WRITTEN EXERCISE – Write out the rows below again, replacing "one point per instance" with "a single point for each instance" in every row and keeping everything else the same.
⁂
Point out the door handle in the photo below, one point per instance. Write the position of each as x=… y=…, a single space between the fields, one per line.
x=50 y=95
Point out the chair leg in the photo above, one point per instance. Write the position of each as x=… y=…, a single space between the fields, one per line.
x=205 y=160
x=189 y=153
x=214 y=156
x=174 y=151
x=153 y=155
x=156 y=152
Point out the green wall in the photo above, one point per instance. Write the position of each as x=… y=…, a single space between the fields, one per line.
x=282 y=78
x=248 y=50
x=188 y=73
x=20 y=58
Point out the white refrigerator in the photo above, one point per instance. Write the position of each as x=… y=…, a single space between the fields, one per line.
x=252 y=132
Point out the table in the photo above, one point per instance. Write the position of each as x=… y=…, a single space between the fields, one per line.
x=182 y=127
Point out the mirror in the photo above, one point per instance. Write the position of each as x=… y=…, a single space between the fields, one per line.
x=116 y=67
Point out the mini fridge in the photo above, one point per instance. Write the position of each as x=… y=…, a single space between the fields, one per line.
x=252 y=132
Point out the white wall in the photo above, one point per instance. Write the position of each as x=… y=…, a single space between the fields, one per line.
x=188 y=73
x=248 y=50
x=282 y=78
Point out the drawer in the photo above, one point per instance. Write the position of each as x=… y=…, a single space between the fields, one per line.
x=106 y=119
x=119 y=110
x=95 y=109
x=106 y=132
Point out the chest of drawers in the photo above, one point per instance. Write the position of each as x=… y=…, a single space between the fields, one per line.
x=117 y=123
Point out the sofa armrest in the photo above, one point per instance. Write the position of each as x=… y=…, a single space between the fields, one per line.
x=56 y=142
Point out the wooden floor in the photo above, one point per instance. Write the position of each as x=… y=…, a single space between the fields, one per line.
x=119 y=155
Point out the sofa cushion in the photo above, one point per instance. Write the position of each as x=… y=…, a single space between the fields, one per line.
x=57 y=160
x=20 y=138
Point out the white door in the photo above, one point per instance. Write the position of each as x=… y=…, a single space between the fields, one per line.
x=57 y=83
⁂
FINISHED ANSWER –
Point out the door handle in the photo below, a single point for each instance. Write the position of each as x=… y=…, a single space between the fields, one per line.
x=50 y=95
Point out the chair leg in the photo above, a single point for each instance. Write the position of each as x=… y=…, a single space between the fields, one per line.
x=205 y=160
x=189 y=153
x=214 y=156
x=174 y=151
x=153 y=155
x=156 y=152
Point out the green wall in the photo above, a single point for each instance. Write the position of each as x=… y=…, a single space between the fields, one per line.
x=282 y=78
x=248 y=50
x=188 y=73
x=20 y=58
Point out the white refrigerator in the photo above, a single point for each instance. Write the position of each as x=… y=…, a single space between the fields, one per line.
x=252 y=132
Point out the table in the photo above, a single point for each instance. Write the position of each as x=… y=…, a single space between the fields, one per line.
x=182 y=127
Point out the mirror in the photo above, a single point for each instance. Write the position of each as x=… y=…, a single space between the fields, one per line.
x=116 y=67
Point out the mini fridge in the photo above, a single point for each instance. Write the position of each as x=… y=…, a single space between the fields, one per line.
x=252 y=132
Point out the white wall in the photo above, a single point for each instance. Write the position of each as x=… y=…, a single space between the fields, one per line.
x=188 y=73
x=248 y=50
x=282 y=78
Point out the drawer in the photo above, a single point for each instance. Write the position of each as x=… y=…, a single space between the fields, one per line.
x=106 y=119
x=119 y=110
x=95 y=109
x=106 y=132
Point out the chest of drawers in the photo above, a single point for each instance. Write the position of each as x=… y=…, a single space between the fields, one per line.
x=117 y=123
Point out the sofa armrest in the photo above, a single point for each instance. Write the position of each as x=… y=…, a single space between the fields, one per line.
x=56 y=142
Point out the wooden floor in the photo above, a single point for each instance. Write the position of each as x=… y=…, a single space between the fields, one per line.
x=119 y=155
Point out the sofa cushion in the photo above, a single point for each instance. Write the position of each as x=… y=…, a single space between the fields, one per line.
x=57 y=160
x=20 y=138
Point out the white door in the photo above, a single point for each instance. Write the position of each as x=… y=…, a single space between the fields, one per line.
x=57 y=83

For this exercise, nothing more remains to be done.